Point-per-instance localization data

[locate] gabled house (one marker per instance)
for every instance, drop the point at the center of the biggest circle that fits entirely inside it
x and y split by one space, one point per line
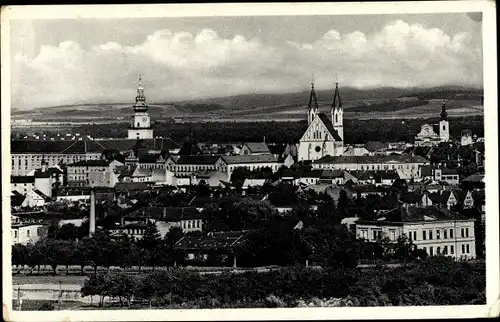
254 148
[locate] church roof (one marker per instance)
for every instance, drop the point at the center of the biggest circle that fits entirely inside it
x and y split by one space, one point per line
90 146
257 147
329 126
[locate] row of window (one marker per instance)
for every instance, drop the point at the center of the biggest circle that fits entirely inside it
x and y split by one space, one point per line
464 232
446 250
191 224
366 167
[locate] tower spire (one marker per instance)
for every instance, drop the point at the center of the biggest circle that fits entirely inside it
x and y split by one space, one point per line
337 101
313 101
444 114
140 99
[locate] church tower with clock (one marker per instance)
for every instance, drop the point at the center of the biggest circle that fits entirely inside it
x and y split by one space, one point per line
140 125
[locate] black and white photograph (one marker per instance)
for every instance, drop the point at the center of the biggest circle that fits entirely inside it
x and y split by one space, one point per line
223 157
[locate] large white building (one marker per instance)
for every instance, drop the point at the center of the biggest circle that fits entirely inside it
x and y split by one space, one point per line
436 231
140 125
322 137
407 166
428 136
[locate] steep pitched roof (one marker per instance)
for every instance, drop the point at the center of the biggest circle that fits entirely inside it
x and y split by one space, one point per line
373 159
263 158
375 146
257 147
334 134
226 240
196 159
414 214
22 179
90 163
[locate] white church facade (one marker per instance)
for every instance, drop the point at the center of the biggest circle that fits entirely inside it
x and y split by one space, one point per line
140 125
428 136
323 137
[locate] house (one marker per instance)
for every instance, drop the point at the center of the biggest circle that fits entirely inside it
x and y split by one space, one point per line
97 173
212 178
378 178
35 198
436 231
356 150
149 175
228 164
26 233
416 199
449 198
253 183
374 147
474 181
365 190
223 244
408 166
185 165
189 219
254 148
440 174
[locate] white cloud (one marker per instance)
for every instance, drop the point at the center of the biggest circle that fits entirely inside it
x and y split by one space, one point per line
180 65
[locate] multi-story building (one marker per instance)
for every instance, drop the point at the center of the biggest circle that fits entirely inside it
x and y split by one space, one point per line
436 231
26 233
440 174
88 173
429 136
323 136
407 166
228 164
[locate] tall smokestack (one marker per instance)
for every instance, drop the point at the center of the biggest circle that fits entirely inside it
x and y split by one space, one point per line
92 211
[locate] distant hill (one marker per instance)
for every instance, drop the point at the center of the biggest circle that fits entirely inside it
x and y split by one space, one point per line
286 105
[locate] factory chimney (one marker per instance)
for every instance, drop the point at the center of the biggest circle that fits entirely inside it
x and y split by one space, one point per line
92 211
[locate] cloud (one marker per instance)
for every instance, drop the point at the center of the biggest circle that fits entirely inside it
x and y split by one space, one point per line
181 65
475 16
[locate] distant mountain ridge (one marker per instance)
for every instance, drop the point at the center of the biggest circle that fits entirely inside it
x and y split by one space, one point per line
251 102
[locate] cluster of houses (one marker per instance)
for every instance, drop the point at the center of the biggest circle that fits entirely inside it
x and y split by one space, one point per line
48 172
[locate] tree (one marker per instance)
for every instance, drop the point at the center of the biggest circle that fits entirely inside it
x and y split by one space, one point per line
68 232
150 243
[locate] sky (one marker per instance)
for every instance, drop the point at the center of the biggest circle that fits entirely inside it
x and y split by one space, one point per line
87 61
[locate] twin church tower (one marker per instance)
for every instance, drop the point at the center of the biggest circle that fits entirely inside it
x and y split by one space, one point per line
323 136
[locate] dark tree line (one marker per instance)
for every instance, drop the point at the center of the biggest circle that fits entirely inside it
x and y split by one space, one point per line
435 281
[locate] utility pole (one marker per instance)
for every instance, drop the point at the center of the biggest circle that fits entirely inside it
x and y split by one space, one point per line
19 300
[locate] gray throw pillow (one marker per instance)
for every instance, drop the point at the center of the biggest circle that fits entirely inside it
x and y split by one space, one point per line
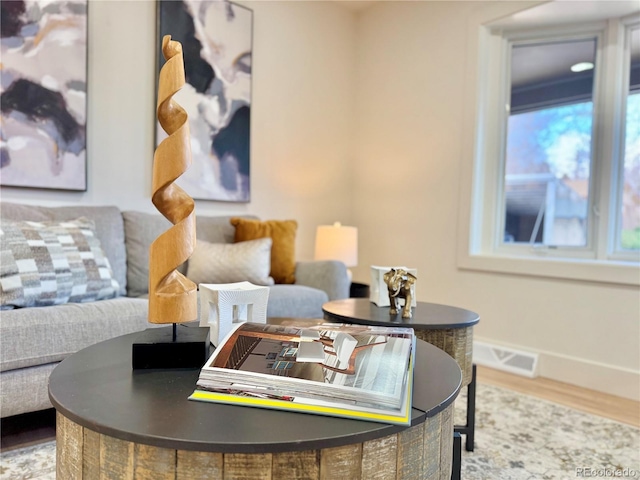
50 263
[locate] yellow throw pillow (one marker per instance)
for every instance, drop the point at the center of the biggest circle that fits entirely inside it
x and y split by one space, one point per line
283 234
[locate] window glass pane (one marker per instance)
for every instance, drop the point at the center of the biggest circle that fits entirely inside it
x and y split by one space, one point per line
630 211
548 151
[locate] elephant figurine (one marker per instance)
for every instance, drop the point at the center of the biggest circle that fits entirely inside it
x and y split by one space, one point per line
399 283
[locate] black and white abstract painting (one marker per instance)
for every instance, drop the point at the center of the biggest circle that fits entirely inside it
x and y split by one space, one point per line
216 37
43 94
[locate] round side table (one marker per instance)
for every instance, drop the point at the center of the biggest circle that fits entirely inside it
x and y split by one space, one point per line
448 328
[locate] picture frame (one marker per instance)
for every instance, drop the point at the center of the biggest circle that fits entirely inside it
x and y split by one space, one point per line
43 96
217 43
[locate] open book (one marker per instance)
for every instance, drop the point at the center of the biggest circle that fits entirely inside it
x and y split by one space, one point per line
353 371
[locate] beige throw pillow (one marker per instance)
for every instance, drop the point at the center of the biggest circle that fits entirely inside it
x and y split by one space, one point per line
231 262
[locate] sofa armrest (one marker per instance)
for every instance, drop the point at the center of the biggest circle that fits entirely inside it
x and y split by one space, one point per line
328 275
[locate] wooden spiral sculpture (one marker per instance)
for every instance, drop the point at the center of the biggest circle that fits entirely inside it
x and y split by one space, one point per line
172 296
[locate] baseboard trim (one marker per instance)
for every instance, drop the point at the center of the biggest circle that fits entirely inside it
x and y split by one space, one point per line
621 382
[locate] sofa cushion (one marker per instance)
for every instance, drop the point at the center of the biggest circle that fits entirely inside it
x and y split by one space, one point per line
295 301
231 262
108 224
143 228
283 234
35 336
51 263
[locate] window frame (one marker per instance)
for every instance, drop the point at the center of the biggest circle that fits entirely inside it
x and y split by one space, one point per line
481 206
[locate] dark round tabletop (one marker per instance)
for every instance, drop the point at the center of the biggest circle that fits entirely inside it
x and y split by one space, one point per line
425 316
97 388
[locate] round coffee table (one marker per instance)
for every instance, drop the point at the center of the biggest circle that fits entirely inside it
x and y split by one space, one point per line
117 422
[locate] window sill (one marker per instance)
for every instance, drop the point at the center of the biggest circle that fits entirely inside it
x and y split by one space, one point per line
622 273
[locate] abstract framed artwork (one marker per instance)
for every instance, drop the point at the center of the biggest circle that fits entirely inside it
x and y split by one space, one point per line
216 38
43 94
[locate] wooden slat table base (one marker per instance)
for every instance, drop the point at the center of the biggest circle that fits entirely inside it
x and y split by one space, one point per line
457 342
423 451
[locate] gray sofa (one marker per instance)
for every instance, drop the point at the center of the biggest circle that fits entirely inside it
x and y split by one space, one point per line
34 339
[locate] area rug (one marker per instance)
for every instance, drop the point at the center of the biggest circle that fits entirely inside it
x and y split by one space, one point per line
517 437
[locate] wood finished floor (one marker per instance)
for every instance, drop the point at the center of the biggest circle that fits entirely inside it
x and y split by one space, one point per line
597 403
23 430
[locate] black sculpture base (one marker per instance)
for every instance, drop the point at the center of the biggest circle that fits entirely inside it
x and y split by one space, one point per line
176 346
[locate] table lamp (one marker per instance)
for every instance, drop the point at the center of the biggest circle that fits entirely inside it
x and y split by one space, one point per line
337 242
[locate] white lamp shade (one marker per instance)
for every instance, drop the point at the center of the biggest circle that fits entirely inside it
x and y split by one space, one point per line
337 242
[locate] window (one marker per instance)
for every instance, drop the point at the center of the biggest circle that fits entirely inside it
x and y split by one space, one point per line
556 177
549 143
628 222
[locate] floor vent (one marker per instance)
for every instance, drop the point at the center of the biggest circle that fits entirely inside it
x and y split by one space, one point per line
506 359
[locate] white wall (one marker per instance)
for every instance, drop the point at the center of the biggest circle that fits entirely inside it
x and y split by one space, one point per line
415 62
302 109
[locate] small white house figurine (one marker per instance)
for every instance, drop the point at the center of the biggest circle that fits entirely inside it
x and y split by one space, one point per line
226 304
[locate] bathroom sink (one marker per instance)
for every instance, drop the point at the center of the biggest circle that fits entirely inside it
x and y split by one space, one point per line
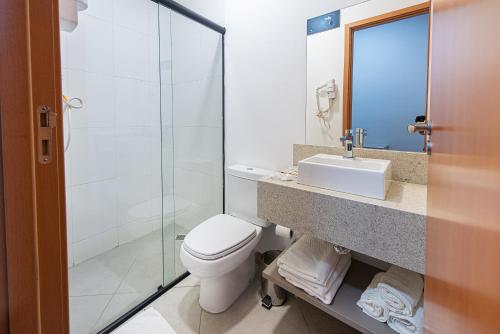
358 176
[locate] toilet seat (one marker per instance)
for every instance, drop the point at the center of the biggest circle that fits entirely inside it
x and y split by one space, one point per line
232 234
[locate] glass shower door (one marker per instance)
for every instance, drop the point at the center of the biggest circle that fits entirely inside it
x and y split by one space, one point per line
191 67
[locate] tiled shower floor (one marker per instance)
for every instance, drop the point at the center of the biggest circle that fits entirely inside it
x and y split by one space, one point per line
104 287
179 306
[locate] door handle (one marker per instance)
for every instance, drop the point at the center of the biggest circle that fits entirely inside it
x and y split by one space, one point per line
46 124
420 127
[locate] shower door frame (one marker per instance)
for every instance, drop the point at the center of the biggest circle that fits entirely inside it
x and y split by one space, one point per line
180 9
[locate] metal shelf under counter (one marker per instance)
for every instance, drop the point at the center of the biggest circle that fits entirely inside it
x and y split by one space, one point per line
343 306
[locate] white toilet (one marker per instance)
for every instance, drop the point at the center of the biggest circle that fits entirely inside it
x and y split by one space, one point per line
220 251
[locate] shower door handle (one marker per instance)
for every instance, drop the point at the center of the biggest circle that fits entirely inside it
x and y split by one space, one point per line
46 119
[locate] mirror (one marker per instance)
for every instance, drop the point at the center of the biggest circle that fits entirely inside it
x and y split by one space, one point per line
367 68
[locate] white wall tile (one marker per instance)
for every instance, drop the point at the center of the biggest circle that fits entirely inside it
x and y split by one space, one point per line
196 50
134 230
90 46
133 107
102 9
133 199
133 151
64 49
198 149
96 91
94 209
131 54
95 245
198 103
92 155
139 15
69 226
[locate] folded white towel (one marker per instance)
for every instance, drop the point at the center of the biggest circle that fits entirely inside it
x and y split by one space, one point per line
405 324
310 259
401 289
319 289
149 321
371 302
328 293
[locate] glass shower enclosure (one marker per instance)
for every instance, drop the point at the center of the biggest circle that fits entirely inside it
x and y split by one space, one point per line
144 158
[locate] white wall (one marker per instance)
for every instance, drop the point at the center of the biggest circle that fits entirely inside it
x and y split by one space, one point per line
113 166
325 60
111 171
266 78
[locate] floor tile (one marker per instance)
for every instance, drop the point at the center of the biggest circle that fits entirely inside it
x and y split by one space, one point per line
117 306
320 322
248 316
85 312
180 307
145 276
189 281
94 277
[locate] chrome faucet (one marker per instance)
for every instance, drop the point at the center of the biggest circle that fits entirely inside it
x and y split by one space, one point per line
360 137
346 140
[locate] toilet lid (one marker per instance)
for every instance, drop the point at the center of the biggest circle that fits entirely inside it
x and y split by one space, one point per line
218 236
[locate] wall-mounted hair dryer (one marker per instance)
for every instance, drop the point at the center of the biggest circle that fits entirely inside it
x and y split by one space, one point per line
327 90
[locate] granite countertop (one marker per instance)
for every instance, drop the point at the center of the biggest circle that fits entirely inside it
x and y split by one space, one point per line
391 230
402 196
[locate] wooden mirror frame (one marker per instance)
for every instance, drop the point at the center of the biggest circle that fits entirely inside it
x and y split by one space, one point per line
348 52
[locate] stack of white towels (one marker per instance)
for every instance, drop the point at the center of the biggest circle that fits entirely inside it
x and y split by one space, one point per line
395 297
314 266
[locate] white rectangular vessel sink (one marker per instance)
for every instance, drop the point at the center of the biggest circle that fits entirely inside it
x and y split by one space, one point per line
358 176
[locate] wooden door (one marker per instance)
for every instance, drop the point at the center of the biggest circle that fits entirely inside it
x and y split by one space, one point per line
34 239
462 290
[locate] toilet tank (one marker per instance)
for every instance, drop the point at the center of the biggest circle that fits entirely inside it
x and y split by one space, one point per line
242 192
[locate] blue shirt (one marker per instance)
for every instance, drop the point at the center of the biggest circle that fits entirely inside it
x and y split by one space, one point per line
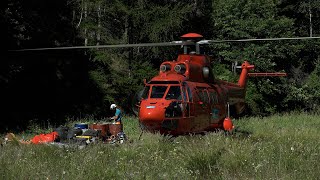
118 113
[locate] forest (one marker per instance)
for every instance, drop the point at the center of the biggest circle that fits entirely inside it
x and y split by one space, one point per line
50 86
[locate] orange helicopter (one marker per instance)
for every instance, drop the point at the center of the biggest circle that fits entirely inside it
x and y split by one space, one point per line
185 97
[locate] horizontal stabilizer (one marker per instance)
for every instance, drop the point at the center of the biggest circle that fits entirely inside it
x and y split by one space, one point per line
267 74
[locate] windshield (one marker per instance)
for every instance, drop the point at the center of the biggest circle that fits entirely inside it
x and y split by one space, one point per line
158 91
174 93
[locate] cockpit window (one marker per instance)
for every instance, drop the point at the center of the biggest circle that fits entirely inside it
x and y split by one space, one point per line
174 93
158 91
145 92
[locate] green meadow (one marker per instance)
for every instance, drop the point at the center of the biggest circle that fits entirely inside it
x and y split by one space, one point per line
283 146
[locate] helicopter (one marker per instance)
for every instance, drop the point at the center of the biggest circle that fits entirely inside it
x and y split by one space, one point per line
185 97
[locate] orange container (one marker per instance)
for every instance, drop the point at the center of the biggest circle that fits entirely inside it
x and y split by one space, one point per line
103 128
114 129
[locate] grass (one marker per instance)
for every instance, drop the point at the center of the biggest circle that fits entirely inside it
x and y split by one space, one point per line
277 147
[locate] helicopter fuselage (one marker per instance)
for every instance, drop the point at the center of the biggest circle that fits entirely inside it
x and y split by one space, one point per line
186 98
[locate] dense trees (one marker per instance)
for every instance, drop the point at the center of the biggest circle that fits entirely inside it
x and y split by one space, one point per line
55 84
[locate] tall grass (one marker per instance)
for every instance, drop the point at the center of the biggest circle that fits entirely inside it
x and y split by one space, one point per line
277 147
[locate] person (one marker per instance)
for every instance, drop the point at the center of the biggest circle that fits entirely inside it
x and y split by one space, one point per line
118 115
117 118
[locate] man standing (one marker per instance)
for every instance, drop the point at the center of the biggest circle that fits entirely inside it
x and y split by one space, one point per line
117 116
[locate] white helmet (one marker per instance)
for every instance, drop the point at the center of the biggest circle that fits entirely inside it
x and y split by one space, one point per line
113 106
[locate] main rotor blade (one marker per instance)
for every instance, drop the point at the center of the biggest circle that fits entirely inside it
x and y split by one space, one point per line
248 40
173 43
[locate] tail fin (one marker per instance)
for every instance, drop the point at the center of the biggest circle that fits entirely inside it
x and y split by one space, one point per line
244 73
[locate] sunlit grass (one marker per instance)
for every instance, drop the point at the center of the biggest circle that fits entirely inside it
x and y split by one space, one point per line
277 147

PROBLEM TO SOLVE
Write out, from the lines above, only those from the line with "[locate] cloud (one marker per instance)" to the line with "[locate] distant mountain", exactly as given, including the first and the last.

WORKED SOLUTION
[locate] cloud (one marker per instance)
for every instance, drop the point at the center of the biggest circle that fits entirely inside it
x and y split by one space, one point per line
181 65
475 16
[locate] distant mountain ridge (one marker per instance)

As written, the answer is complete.